Input data
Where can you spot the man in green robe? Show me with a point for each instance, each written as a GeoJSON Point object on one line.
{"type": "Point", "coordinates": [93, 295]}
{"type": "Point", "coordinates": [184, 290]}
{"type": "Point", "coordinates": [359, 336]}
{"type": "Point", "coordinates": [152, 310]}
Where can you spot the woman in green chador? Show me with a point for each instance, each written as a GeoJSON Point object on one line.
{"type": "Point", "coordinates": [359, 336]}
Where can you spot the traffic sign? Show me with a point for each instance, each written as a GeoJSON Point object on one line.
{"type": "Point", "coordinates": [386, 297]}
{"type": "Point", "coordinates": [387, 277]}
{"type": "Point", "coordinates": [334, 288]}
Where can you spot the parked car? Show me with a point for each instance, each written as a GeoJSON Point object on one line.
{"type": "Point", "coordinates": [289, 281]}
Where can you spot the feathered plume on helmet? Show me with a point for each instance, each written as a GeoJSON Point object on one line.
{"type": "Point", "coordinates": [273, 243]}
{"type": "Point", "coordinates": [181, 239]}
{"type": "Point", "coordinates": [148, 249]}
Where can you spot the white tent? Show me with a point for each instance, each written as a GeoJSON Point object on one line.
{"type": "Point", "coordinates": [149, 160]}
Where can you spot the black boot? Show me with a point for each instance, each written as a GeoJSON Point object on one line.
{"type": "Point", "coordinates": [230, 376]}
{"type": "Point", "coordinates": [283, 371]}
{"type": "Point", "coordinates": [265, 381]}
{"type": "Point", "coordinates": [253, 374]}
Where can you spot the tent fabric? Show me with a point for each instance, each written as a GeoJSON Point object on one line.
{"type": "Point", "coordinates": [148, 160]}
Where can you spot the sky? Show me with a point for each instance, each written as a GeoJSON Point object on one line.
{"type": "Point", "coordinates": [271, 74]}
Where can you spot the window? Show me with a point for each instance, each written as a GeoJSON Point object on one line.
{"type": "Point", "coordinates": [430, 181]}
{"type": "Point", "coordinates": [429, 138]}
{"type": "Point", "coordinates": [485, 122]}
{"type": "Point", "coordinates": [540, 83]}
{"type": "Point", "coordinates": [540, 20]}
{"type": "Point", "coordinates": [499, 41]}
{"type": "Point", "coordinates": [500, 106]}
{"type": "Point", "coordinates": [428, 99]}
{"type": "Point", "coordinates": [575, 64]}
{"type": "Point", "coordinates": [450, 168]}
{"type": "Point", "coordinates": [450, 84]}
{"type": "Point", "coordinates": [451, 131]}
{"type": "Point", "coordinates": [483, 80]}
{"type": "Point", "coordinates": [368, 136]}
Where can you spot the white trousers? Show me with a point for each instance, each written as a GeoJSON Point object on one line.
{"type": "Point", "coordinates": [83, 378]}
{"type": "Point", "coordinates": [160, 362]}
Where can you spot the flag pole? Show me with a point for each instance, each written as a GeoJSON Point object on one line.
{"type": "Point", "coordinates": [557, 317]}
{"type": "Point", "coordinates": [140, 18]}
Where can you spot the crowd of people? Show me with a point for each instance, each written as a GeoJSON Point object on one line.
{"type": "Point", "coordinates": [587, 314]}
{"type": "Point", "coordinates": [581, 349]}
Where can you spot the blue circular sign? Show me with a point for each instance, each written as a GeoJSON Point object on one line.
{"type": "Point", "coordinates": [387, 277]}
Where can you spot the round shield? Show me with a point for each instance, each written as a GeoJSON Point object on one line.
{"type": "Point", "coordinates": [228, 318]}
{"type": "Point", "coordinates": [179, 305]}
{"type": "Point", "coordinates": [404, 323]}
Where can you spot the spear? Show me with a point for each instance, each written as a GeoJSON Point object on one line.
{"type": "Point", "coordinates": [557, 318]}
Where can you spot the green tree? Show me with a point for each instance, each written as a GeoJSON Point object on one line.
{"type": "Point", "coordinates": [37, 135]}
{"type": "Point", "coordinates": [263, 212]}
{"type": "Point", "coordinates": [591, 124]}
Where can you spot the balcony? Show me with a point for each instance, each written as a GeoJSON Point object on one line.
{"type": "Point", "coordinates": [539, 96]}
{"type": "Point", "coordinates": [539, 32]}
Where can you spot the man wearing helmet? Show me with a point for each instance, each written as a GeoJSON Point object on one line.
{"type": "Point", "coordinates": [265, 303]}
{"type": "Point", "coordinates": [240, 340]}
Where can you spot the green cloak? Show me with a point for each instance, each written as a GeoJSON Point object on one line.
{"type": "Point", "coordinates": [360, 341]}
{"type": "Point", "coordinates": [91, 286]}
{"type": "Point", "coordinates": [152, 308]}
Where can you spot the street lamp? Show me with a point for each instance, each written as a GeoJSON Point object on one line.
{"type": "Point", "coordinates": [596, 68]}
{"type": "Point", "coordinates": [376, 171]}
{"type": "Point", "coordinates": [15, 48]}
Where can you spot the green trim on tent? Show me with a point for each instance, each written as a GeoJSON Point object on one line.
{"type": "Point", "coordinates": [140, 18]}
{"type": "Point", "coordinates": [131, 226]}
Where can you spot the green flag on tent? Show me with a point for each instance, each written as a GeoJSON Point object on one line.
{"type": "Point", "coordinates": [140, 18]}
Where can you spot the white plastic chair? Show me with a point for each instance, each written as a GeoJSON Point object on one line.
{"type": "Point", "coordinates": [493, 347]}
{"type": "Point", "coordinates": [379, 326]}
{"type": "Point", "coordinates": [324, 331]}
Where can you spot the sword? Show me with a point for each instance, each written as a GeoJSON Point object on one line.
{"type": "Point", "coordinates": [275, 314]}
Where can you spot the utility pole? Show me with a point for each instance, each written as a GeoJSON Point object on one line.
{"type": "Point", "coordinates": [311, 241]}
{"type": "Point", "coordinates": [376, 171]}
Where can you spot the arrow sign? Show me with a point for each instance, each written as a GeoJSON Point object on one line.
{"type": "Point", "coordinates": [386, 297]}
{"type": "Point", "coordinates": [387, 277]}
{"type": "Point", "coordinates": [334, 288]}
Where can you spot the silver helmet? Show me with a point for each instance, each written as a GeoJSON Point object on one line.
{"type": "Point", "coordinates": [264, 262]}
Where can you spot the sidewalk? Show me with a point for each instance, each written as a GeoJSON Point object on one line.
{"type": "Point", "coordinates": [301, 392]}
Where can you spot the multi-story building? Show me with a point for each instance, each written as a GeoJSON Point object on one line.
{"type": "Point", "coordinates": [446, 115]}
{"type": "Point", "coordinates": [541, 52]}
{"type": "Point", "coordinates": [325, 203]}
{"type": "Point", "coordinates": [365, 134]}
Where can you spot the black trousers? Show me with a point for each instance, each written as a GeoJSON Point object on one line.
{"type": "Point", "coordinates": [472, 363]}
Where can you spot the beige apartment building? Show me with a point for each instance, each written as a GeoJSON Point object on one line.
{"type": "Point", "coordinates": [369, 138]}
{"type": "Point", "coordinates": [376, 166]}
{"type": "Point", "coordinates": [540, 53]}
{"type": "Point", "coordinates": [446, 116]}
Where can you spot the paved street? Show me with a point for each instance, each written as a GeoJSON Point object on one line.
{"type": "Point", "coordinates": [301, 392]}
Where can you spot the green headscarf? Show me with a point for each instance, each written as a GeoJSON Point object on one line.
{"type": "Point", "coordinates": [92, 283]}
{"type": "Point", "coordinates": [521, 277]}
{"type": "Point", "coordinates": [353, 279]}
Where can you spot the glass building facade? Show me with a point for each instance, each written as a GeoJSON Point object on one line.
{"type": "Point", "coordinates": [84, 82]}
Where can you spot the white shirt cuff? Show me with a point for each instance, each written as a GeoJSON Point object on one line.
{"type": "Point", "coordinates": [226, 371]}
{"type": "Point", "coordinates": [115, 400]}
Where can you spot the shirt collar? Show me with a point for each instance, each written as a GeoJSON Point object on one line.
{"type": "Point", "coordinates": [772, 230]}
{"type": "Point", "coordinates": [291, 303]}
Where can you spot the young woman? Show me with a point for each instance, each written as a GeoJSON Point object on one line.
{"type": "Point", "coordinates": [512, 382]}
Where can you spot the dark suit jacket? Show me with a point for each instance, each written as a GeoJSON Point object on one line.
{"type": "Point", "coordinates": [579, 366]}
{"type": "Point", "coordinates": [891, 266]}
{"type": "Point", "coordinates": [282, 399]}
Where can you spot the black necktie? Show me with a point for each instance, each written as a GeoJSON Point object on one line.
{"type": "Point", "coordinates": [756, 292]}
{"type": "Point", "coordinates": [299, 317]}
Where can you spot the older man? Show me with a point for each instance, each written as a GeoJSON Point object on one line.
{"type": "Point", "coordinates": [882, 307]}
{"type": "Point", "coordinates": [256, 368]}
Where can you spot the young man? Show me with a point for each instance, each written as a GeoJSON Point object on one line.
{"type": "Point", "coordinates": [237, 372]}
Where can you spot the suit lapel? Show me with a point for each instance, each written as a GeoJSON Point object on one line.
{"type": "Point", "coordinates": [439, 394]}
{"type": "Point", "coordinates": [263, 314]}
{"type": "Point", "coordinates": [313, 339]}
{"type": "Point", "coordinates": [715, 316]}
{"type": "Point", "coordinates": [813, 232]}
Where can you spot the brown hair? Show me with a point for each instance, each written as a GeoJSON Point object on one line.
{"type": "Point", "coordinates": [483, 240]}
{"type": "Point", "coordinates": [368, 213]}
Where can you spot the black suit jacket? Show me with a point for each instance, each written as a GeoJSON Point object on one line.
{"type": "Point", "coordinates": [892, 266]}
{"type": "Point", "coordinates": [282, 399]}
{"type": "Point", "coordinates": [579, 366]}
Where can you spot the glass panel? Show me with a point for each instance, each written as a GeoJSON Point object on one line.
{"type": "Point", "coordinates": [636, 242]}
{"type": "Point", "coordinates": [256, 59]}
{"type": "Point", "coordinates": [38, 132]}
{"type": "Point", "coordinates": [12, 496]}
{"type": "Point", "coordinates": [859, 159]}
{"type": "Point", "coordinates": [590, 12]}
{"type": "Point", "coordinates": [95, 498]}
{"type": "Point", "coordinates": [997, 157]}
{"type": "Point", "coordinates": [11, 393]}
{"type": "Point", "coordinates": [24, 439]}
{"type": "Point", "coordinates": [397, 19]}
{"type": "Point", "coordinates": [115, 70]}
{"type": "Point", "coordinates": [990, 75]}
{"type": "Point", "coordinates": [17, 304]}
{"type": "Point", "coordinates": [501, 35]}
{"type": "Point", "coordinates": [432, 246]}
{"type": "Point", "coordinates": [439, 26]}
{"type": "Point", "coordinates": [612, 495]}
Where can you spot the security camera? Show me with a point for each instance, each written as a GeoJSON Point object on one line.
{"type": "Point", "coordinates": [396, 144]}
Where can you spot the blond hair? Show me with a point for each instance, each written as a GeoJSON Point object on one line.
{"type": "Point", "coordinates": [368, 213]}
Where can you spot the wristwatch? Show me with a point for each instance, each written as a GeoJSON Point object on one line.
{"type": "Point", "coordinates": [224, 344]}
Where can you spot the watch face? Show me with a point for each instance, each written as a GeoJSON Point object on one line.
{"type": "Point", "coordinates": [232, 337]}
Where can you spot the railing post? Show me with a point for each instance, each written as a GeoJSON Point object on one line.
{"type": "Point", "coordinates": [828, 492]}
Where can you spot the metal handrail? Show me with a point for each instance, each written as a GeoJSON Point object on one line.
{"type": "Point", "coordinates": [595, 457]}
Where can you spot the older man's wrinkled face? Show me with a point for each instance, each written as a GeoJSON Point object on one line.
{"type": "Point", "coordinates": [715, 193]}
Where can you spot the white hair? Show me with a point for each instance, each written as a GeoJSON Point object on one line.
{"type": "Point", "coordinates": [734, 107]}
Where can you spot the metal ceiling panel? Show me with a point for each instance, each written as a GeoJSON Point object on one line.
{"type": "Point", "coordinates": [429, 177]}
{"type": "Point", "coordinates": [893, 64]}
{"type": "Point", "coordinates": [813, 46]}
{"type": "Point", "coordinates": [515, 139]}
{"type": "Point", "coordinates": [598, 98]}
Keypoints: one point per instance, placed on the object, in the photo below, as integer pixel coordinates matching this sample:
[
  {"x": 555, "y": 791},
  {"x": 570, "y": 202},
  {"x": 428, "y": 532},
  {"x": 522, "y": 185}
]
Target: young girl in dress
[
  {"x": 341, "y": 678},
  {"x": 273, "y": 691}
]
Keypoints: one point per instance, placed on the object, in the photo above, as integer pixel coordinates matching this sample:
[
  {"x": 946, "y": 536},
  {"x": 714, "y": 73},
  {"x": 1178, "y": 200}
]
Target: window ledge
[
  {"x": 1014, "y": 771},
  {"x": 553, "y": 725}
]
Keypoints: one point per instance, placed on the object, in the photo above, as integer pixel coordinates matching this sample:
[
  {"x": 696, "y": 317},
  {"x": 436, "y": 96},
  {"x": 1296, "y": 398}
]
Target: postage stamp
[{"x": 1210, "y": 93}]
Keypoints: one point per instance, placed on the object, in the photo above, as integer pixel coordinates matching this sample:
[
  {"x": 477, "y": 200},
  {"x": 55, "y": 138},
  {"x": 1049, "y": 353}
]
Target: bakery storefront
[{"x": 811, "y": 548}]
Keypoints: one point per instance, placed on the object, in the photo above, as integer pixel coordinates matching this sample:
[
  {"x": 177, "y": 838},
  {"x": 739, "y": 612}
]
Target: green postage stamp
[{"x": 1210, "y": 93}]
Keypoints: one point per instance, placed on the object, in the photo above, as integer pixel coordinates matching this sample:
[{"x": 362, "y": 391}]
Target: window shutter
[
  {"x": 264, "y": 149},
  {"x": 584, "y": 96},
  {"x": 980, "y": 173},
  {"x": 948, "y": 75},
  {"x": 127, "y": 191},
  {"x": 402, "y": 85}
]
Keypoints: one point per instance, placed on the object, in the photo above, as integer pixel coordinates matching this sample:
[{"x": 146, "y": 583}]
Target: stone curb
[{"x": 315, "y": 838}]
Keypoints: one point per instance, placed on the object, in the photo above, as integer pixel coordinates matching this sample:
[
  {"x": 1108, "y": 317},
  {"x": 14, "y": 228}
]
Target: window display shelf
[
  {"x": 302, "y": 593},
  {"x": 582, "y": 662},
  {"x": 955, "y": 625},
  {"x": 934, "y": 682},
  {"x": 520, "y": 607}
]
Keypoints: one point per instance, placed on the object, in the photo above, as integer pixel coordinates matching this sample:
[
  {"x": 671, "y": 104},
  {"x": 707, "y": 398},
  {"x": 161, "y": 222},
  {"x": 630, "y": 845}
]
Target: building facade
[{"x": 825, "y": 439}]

What to work on
Starting from the line containing "Target: stone curb" and ending with the final line of the data, reproduce each line exactly as it appears, including no other lines.

Expected output
Target: stone curb
[{"x": 315, "y": 838}]
Keypoints: one point per instance, placed on the object, in the photo above, as integer pixel coordinates matching this sample:
[
  {"x": 1108, "y": 317},
  {"x": 14, "y": 228}
]
Target: window display shelf
[
  {"x": 302, "y": 593},
  {"x": 582, "y": 662},
  {"x": 955, "y": 625},
  {"x": 934, "y": 682},
  {"x": 520, "y": 607}
]
Keypoints: one point per instance, placed on the object, in the photo above, as integer pixel coordinates matching this sample:
[
  {"x": 671, "y": 104},
  {"x": 707, "y": 398},
  {"x": 161, "y": 222},
  {"x": 630, "y": 845}
]
Target: building facade
[{"x": 825, "y": 439}]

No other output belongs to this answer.